■ **Short problem**
Each entry below should be returned exactly as is, with the pictures removed.

Coordinate annotation entries
>> BEGIN
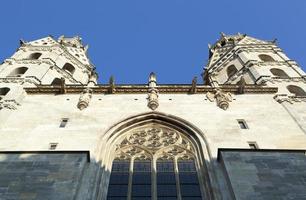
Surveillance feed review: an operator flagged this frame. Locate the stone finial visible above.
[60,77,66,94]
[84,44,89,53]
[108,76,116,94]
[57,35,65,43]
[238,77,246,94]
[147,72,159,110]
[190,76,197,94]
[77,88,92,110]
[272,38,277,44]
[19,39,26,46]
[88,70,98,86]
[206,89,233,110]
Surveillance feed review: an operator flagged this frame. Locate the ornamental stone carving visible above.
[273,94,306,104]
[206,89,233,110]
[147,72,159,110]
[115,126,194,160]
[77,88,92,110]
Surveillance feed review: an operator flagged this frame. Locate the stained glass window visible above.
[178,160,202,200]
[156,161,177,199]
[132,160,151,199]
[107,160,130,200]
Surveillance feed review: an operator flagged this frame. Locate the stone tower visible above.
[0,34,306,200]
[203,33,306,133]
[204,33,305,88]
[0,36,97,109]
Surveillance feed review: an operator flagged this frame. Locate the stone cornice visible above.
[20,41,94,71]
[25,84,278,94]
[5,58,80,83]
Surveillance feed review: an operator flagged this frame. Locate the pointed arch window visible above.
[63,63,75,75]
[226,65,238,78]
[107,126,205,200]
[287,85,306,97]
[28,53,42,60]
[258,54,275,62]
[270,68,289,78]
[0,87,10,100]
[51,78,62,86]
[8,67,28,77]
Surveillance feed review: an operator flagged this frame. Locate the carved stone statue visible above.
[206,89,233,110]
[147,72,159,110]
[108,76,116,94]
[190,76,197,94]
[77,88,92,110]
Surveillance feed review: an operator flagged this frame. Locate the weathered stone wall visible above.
>> END
■ **Result**
Surveillance feed review: an operator flagged this frame. Locate the stone finial visible above.
[60,77,66,94]
[84,44,89,53]
[108,76,116,94]
[57,35,65,43]
[238,77,246,94]
[147,72,159,110]
[190,76,197,94]
[77,88,92,110]
[272,38,277,44]
[19,39,26,46]
[88,70,98,86]
[206,89,233,110]
Surveillance feed review: an operator flagged this frame. Locate the ornamental stone carving visible above.
[273,94,306,104]
[206,89,233,110]
[147,72,159,110]
[115,126,194,160]
[77,88,92,110]
Surveillance feed review: an operator flagged this frame. Locate the stained glass window visible above.
[178,160,202,200]
[156,161,177,199]
[132,160,151,199]
[107,160,130,200]
Surveillance feed review: an operator flagged this frame. Locate the stone tower visible above.
[0,34,306,200]
[203,33,306,133]
[204,33,305,88]
[0,36,97,109]
Surveillance feed review: an operator flagged this frame. Locate the stone cornice visible above.
[20,41,94,71]
[25,84,278,94]
[5,58,80,83]
Surveillance feed review: an operator flagged this frame. Locate the pointed arch window visible above.
[63,63,75,75]
[226,65,238,78]
[107,126,205,200]
[287,85,306,97]
[28,53,42,60]
[258,54,275,62]
[270,68,289,78]
[0,87,10,100]
[51,78,62,86]
[8,67,28,77]
Surveillance feed review: an operator flagged this frame. Locate the carved stone statue visible above.
[206,89,233,110]
[147,72,159,110]
[108,76,116,94]
[190,76,197,94]
[77,88,92,110]
Surveillance feed review: an operator flagged this frame. Locate the weathered stone wall visible above.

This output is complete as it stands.